▶ Exercise aim
Write out the items below word for word, leaving out the pictures.

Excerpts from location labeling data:
[BEGIN]

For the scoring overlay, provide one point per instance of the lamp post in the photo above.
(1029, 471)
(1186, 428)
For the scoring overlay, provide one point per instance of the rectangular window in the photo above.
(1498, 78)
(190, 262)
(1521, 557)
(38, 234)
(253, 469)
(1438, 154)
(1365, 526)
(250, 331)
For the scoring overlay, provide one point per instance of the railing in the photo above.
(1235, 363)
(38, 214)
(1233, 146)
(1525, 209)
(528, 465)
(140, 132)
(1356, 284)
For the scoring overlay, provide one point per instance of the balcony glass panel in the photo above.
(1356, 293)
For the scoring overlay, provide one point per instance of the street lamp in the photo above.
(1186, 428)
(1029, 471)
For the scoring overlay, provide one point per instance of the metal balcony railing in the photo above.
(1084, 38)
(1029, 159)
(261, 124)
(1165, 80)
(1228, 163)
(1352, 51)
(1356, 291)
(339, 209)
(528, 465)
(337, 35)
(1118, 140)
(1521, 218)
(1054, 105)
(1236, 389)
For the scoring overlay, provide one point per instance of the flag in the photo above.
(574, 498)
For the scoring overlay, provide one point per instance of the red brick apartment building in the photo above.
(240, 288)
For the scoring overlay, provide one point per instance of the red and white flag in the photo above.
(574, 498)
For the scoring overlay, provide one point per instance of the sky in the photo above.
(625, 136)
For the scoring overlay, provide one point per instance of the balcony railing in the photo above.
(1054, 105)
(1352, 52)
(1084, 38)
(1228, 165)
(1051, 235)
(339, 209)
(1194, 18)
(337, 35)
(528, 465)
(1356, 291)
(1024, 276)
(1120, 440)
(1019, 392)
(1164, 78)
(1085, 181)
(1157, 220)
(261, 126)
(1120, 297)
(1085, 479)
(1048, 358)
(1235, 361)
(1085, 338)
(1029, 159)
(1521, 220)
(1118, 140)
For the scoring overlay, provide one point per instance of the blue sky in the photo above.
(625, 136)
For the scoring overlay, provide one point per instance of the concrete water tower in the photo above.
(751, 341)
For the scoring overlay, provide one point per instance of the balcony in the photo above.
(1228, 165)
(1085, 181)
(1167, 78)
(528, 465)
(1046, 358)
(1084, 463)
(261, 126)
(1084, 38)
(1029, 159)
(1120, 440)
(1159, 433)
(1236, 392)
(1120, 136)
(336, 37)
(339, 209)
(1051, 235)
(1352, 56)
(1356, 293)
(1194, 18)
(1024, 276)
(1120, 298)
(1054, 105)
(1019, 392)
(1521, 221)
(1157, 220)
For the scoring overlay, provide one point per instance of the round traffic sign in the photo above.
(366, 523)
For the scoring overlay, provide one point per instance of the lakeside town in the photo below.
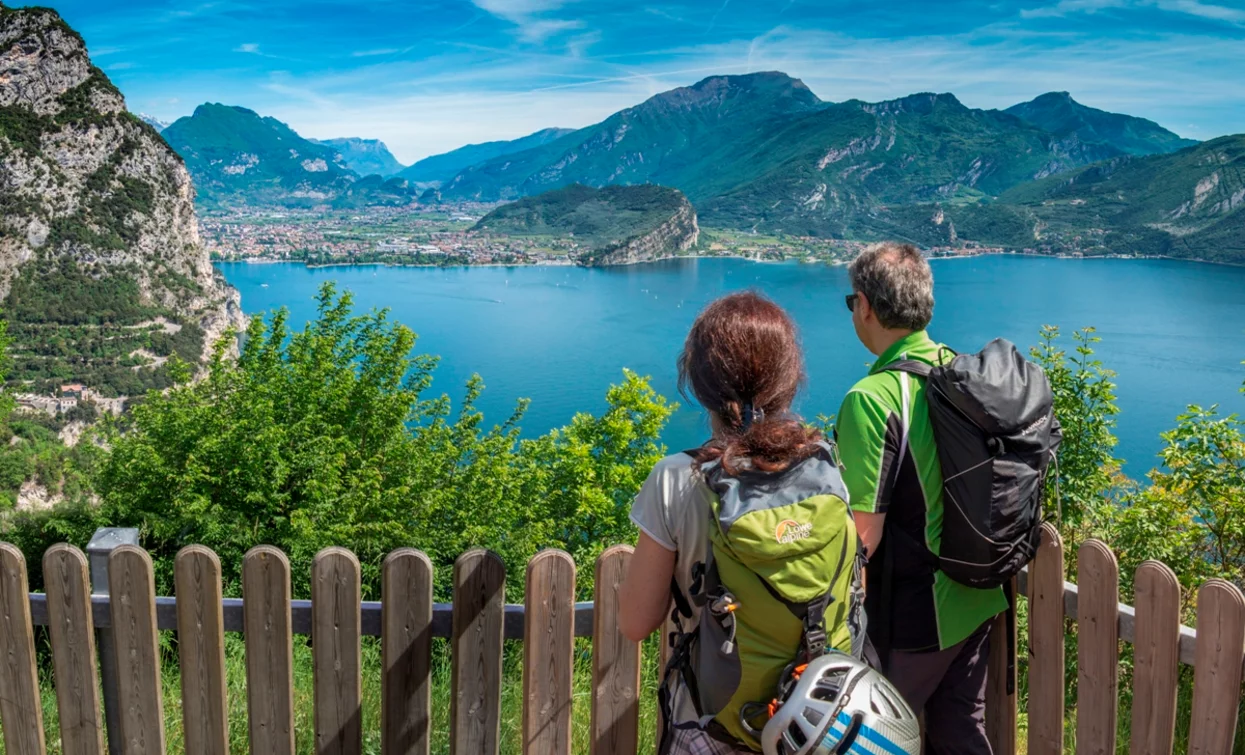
(442, 236)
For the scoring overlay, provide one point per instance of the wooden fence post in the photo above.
(265, 588)
(615, 663)
(406, 653)
(476, 674)
(1155, 659)
(201, 642)
(336, 627)
(1216, 679)
(72, 634)
(548, 647)
(132, 603)
(20, 712)
(1097, 649)
(97, 550)
(1046, 662)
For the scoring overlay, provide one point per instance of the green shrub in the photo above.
(326, 437)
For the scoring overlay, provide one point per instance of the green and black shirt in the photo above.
(930, 611)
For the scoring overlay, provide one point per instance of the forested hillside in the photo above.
(101, 268)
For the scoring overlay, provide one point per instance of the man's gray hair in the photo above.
(898, 283)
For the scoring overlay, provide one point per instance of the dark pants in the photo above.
(949, 687)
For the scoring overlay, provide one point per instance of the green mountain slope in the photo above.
(690, 138)
(1067, 118)
(101, 269)
(365, 157)
(1189, 203)
(234, 155)
(840, 170)
(443, 167)
(616, 224)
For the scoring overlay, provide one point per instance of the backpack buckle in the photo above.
(814, 642)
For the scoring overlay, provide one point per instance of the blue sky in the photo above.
(428, 76)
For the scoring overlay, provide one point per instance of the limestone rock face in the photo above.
(91, 198)
(680, 233)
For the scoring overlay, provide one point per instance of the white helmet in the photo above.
(838, 703)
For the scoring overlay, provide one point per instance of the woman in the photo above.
(762, 466)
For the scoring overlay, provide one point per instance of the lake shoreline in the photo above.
(738, 257)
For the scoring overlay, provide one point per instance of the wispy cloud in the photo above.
(377, 52)
(1071, 6)
(431, 76)
(1190, 8)
(530, 16)
(1205, 10)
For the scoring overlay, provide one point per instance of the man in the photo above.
(931, 632)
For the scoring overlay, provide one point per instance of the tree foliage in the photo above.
(326, 436)
(1190, 515)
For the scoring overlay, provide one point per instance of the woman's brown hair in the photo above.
(742, 361)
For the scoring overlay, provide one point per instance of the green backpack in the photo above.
(781, 586)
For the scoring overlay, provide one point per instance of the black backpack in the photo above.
(996, 434)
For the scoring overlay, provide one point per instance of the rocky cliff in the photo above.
(100, 254)
(679, 233)
(616, 224)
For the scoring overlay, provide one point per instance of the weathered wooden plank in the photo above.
(548, 653)
(476, 673)
(265, 588)
(1216, 680)
(615, 721)
(406, 653)
(201, 637)
(1155, 659)
(335, 652)
(1001, 704)
(69, 623)
(1097, 649)
(132, 591)
(1046, 688)
(300, 616)
(20, 713)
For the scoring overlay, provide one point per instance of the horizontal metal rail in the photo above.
(300, 616)
(1124, 614)
(442, 617)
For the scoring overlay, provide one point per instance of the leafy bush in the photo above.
(325, 437)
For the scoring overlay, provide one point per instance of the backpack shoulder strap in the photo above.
(911, 366)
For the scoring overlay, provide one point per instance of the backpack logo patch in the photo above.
(789, 531)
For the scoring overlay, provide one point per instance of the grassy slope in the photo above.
(512, 700)
(304, 694)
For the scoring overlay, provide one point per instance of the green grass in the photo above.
(512, 700)
(304, 695)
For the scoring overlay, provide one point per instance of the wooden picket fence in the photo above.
(478, 621)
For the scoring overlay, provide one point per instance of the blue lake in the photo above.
(559, 335)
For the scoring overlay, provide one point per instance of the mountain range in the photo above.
(365, 157)
(440, 168)
(101, 269)
(240, 157)
(763, 152)
(615, 224)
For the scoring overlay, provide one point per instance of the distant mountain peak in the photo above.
(153, 121)
(96, 198)
(920, 104)
(1065, 117)
(772, 86)
(366, 157)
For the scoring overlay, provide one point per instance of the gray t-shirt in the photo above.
(672, 507)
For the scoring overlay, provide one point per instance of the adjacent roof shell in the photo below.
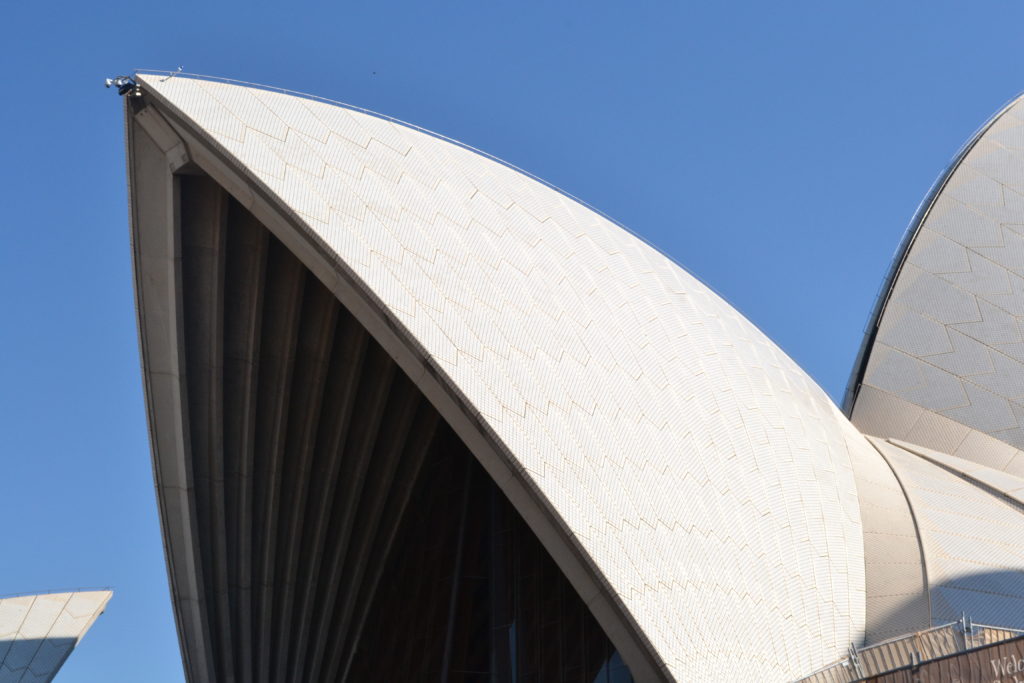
(679, 467)
(38, 632)
(943, 361)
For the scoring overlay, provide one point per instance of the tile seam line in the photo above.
(995, 493)
(927, 590)
(384, 117)
(902, 252)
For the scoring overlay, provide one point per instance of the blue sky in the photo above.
(775, 150)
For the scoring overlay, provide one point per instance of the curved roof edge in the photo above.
(901, 253)
(590, 581)
(815, 414)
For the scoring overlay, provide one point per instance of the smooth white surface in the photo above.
(697, 467)
(972, 538)
(37, 632)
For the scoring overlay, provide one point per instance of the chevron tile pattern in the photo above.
(950, 339)
(700, 472)
(970, 537)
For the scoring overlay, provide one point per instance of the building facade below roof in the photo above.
(39, 632)
(400, 392)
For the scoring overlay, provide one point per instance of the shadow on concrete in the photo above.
(33, 659)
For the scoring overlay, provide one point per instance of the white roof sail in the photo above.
(945, 367)
(38, 632)
(697, 469)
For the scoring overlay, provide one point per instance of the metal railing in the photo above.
(910, 649)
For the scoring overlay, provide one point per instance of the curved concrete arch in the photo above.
(676, 464)
(943, 359)
(39, 632)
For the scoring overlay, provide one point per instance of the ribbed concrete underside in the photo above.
(306, 442)
(299, 425)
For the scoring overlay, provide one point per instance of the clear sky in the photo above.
(775, 150)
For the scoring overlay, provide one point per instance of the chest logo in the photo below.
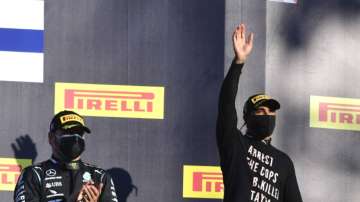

[END]

▶ Expected answer
For the scoring overlay, provide one point per instance of the lamp post in the photo above.
(1029, 471)
(1186, 428)
For the scoring overlay, provide one point per instance of the rectangular window in the photo above.
(1498, 78)
(190, 262)
(1521, 557)
(38, 234)
(253, 469)
(1438, 154)
(1365, 526)
(250, 331)
For the scoring overlay, provide one point per instance of the railing in the photo above.
(1235, 363)
(38, 214)
(1233, 146)
(1525, 209)
(528, 465)
(140, 132)
(1356, 284)
For the scoring overlay, provide one point per instance of the balcony glass panel in the photo above.
(1356, 293)
For the scoring overlay, provide one point per instance of the street lamp in the photo above.
(1186, 428)
(1029, 471)
For the scoring overlay, provide one point per instance of the metal balcony railing in the photo above.
(1084, 38)
(1029, 159)
(261, 124)
(1165, 80)
(1228, 163)
(1352, 51)
(1356, 291)
(339, 209)
(528, 465)
(337, 35)
(1118, 140)
(1521, 218)
(1054, 105)
(1236, 389)
For the scoring overlay, provide one point per instance of the flag in the photo above.
(574, 498)
For the scoring overlay, provide one point per instance of the red brick apartment building in the photo above.
(240, 288)
For the scoring overlay, provide one point per instance of the red and white flag in the photo above.
(574, 498)
For the scoring overlay, provide one point per instance of the sky in the photo above.
(625, 136)
For the scoring overlay, provide one point per instance of the balcony railing in the photo above.
(1054, 105)
(1352, 52)
(1084, 38)
(1228, 165)
(1051, 235)
(339, 209)
(1194, 18)
(337, 35)
(528, 465)
(1356, 291)
(1024, 276)
(1120, 440)
(1019, 392)
(1164, 78)
(1085, 181)
(1157, 220)
(261, 126)
(1120, 297)
(1085, 479)
(1048, 358)
(1235, 361)
(1085, 338)
(1029, 159)
(1521, 220)
(1118, 140)
For the scoring overlay, provide one point per instance of the blue sky in the photo above.
(625, 136)
For the scoring overlay, provide one point per instance of the concrete water tower in the photo above.
(751, 341)
For the scoring overlay, provide one point per instance of the balcony in the photo above.
(1228, 165)
(1085, 181)
(1167, 78)
(528, 465)
(1046, 358)
(1084, 463)
(261, 126)
(1084, 38)
(1029, 159)
(1120, 440)
(1159, 433)
(1236, 392)
(1120, 136)
(336, 37)
(339, 209)
(1051, 235)
(1352, 56)
(1356, 293)
(1194, 18)
(1024, 276)
(1120, 298)
(1054, 105)
(1019, 392)
(1521, 221)
(1157, 220)
For the scoring overlay, provide one point per instance of the round traffic sign in the photo above.
(366, 523)
For the scoring overlay, provide one point per instance of the lakeside town in the photo below.
(442, 236)
For the scoring overlay, provide one point per instance of the wooden fence post in the photo above.
(265, 588)
(615, 663)
(406, 653)
(476, 674)
(1155, 659)
(201, 642)
(336, 627)
(1216, 679)
(72, 634)
(548, 647)
(132, 603)
(20, 712)
(1097, 649)
(97, 550)
(1046, 662)
For the scoring overlay, provide one point per instance of the green shrub in the photo above.
(326, 437)
For the scoring overlay, provide one point per instance of the green and black shirt in the photo above.
(930, 611)
For the scoring overlay, provide one point per instance of the forested hillside in the photo above.
(101, 268)
For the scoring overlay, provide one point per instance of the man's gray hair in the photo above.
(898, 283)
For the scoring overlay, provide one point per instance of the dark pants in the photo above.
(949, 687)
For the scoring overlay, provide one point per instance of the green mountain slope in the photo above.
(690, 138)
(1067, 118)
(101, 269)
(365, 157)
(1189, 203)
(234, 155)
(840, 170)
(443, 167)
(616, 224)
For the scoring overlay, provide one point per instance of the backpack buckle in the photo above.
(814, 642)
For the scoring overlay, provide one point per instance of the blue sky in the photo above.
(428, 76)
For the scoring overlay, provide one point per instance of the limestone rock face in the photo above.
(91, 198)
(680, 233)
For the scoring overlay, provide one point per instance of the white helmet in the photo above.
(838, 703)
For the scoring overlay, provide one point per instance of the woman in the photo above.
(762, 466)
For the scoring overlay, provide one point per instance of the lake shoreline in the photo above.
(738, 257)
For the scoring overlay, provide one point per instance of the wispy cloud in the photo above.
(377, 52)
(1071, 6)
(431, 76)
(1190, 8)
(530, 16)
(1205, 10)
For the scoring overlay, provide one point per instance of the man in the photo above.
(931, 632)
For the scoring overlay, provide one point per instance of the tree foliage in the photo above.
(326, 436)
(1190, 515)
For the scoring overlay, provide one point per instance of the woman's brown hair in the photo above.
(742, 361)
For the scoring overlay, provide one point per instance of the green backpack in the photo above.
(781, 586)
For the scoring overlay, provide one point per instance of the black backpack in the photo above.
(996, 434)
For the scoring overlay, provide one point per instance of the rocky cliff in the photo above.
(100, 254)
(679, 233)
(616, 224)
For the scoring overlay, provide one point per instance of the weathered wooden plank in the photo above.
(548, 653)
(476, 673)
(265, 588)
(1216, 680)
(615, 721)
(406, 653)
(201, 637)
(1155, 659)
(335, 652)
(1001, 704)
(69, 623)
(1097, 649)
(132, 591)
(1046, 688)
(300, 616)
(20, 713)
For the scoring overlay, provide one point per instance of the horizontal metal rail in the photo above.
(300, 616)
(1124, 614)
(442, 617)
For the scoring overlay, provide one point per instance of the leafy bush in the photo above.
(325, 437)
For the scoring overlay, provide one point per instance of the backpack shoulder strap in the photo above.
(911, 366)
For the scoring overlay, provide one point per instance of the backpack logo patch in the photo above.
(789, 531)
For the scoring overlay, provide one point per instance of the grassy slope in the photo above.
(512, 700)
(304, 694)
For the scoring overlay, provide one point per instance of the green grass in the photo above.
(512, 700)
(304, 695)
For the scoring overlay, provide one point per instance of the wooden picket fence in the photo above.
(478, 621)
For the scoring overlay, provide one point per instance of the blue lake in the photo above.
(559, 335)
For the scoring overlay, provide one point per instance of the mountain range in the photo above.
(365, 157)
(440, 168)
(101, 269)
(240, 157)
(763, 152)
(615, 224)
For the scoring overlay, provide one point per instance of the distant mountain peak in the photo above.
(153, 121)
(96, 198)
(920, 104)
(1065, 117)
(772, 86)
(366, 157)
For the scoring overlay, provide one point per instance of the gray t-shirt in the photo above.
(672, 507)
For the scoring overlay, provide one point per instance of the adjacent roof shell in the photo below.
(679, 467)
(38, 632)
(943, 361)
For the scoring overlay, provide one point per instance of the tile seam line in the photo above.
(995, 493)
(927, 590)
(384, 117)
(902, 252)
For the scoring overlay, provide one point per instance of the blue sky in the photo above.
(775, 150)
For the scoring overlay, provide one point per instance of the curved roof edge in the photo above.
(901, 253)
(590, 581)
(815, 414)
For the scoring overlay, provide one point per instance of the smooth white surface in the photo above.
(697, 467)
(972, 538)
(37, 632)
For the scoring overlay, provide one point per instance of the chevron tile pattern in the photo above.
(950, 339)
(700, 472)
(970, 537)
For the scoring overlay, provide one point per instance of the building facade below roof in the photo above.
(39, 632)
(400, 392)
For the scoring overlay, provide one point per instance of the shadow on concrete in the photo above.
(33, 659)
For the scoring overlay, provide one point per instance of the white roof sail in the photo above.
(945, 367)
(38, 632)
(697, 469)
For the scoring overlay, provide one point per instance of the metal railing in the photo above.
(910, 649)
For the scoring overlay, provide one point per instance of the curved concrete arch in the photo above.
(676, 464)
(943, 359)
(39, 632)
For the scoring overlay, provide one point per instance of the ribbed concrete underside in the photo above.
(306, 442)
(299, 425)
For the scoring overlay, provide one point per instance of the clear sky in the photo above.
(775, 150)
For the scoring overlay, provide one point per instance of the chest logo in the photo below.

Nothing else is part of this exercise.